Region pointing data
━━━━━━

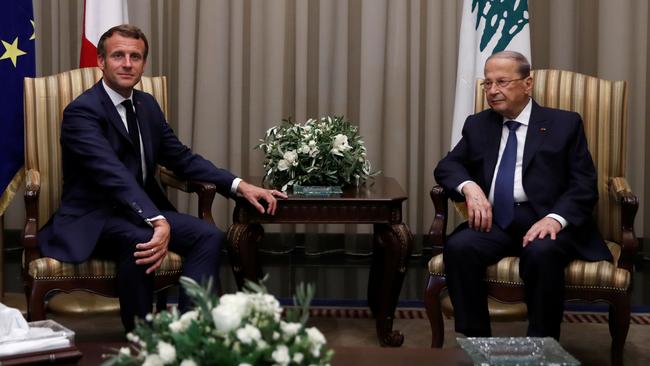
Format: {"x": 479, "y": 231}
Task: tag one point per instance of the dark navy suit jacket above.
{"x": 100, "y": 166}
{"x": 558, "y": 173}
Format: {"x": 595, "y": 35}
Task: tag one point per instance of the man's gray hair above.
{"x": 524, "y": 65}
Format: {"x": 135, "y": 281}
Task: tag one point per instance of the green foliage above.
{"x": 326, "y": 151}
{"x": 237, "y": 329}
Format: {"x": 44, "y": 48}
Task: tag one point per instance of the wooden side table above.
{"x": 378, "y": 202}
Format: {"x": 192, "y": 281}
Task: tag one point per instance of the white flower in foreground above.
{"x": 281, "y": 355}
{"x": 283, "y": 165}
{"x": 298, "y": 357}
{"x": 153, "y": 360}
{"x": 184, "y": 322}
{"x": 291, "y": 157}
{"x": 290, "y": 329}
{"x": 248, "y": 334}
{"x": 341, "y": 143}
{"x": 167, "y": 352}
{"x": 317, "y": 339}
{"x": 230, "y": 311}
{"x": 315, "y": 336}
{"x": 132, "y": 338}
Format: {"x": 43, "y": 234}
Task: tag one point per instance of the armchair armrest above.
{"x": 204, "y": 190}
{"x": 626, "y": 205}
{"x": 32, "y": 190}
{"x": 438, "y": 230}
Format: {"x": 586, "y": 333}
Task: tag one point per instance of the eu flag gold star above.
{"x": 12, "y": 51}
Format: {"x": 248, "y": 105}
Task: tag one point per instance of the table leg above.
{"x": 393, "y": 245}
{"x": 243, "y": 241}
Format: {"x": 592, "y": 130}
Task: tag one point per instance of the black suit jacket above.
{"x": 558, "y": 173}
{"x": 100, "y": 167}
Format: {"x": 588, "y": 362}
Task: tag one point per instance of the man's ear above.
{"x": 529, "y": 85}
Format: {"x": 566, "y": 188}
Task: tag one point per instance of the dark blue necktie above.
{"x": 134, "y": 133}
{"x": 504, "y": 185}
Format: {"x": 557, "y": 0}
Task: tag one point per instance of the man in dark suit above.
{"x": 530, "y": 186}
{"x": 112, "y": 139}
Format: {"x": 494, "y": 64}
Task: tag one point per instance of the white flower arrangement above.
{"x": 241, "y": 329}
{"x": 328, "y": 151}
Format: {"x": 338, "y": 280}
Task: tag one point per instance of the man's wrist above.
{"x": 462, "y": 185}
{"x": 560, "y": 219}
{"x": 235, "y": 185}
{"x": 150, "y": 220}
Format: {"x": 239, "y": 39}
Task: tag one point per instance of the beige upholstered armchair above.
{"x": 45, "y": 100}
{"x": 603, "y": 106}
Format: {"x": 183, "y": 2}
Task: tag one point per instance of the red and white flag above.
{"x": 99, "y": 16}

━━━━━━

Output the entries above exactly. Drop the pictures.

Format: {"x": 479, "y": 231}
Task: tag one point per instance of the dark navy suit jacket above.
{"x": 100, "y": 166}
{"x": 558, "y": 173}
Format: {"x": 595, "y": 35}
Task: tag one point per instance of the man's gray hair above.
{"x": 524, "y": 65}
Format: {"x": 135, "y": 281}
Task: tag one point per instance of the green foliage above.
{"x": 326, "y": 151}
{"x": 237, "y": 329}
Format: {"x": 44, "y": 48}
Task: tag one point per instance of the wooden side table above.
{"x": 378, "y": 202}
Format: {"x": 192, "y": 281}
Task: tag one point per instance of the white flower in foreground above.
{"x": 281, "y": 355}
{"x": 283, "y": 165}
{"x": 298, "y": 357}
{"x": 153, "y": 360}
{"x": 184, "y": 322}
{"x": 291, "y": 157}
{"x": 290, "y": 329}
{"x": 248, "y": 334}
{"x": 341, "y": 143}
{"x": 167, "y": 352}
{"x": 317, "y": 339}
{"x": 230, "y": 311}
{"x": 315, "y": 336}
{"x": 132, "y": 338}
Format: {"x": 43, "y": 234}
Task: tag one point per instance of the armchair armrest above.
{"x": 204, "y": 190}
{"x": 626, "y": 205}
{"x": 32, "y": 190}
{"x": 438, "y": 230}
Format: {"x": 586, "y": 333}
Task: tag one point per instance of the eu flag gold star above.
{"x": 12, "y": 51}
Format: {"x": 248, "y": 105}
Task: tag one point per instance of the table leg above.
{"x": 393, "y": 245}
{"x": 243, "y": 241}
Format: {"x": 592, "y": 130}
Task: tag one point per instance of the black suit jacket above.
{"x": 558, "y": 173}
{"x": 100, "y": 167}
Format: {"x": 588, "y": 362}
Task: tag one point per instance of the man's ear above.
{"x": 529, "y": 85}
Format: {"x": 566, "y": 188}
Task: tag one point per instance of the dark blue necktie above.
{"x": 134, "y": 133}
{"x": 504, "y": 185}
Format: {"x": 557, "y": 0}
Task: tag one point per instance of the man in dark suit above.
{"x": 530, "y": 186}
{"x": 112, "y": 139}
Format: {"x": 494, "y": 64}
Task: tag one point per instance of the white flower arrangement above.
{"x": 241, "y": 329}
{"x": 328, "y": 151}
Format: {"x": 338, "y": 280}
Task: tag one point per instance of the man's wrist above.
{"x": 462, "y": 185}
{"x": 560, "y": 219}
{"x": 235, "y": 185}
{"x": 150, "y": 220}
Format: {"x": 239, "y": 39}
Task: tag one point per instance of the beige upholstered armchair above.
{"x": 45, "y": 100}
{"x": 603, "y": 106}
Format: {"x": 183, "y": 2}
Task: tag one point per instance of the red and white flag above.
{"x": 99, "y": 16}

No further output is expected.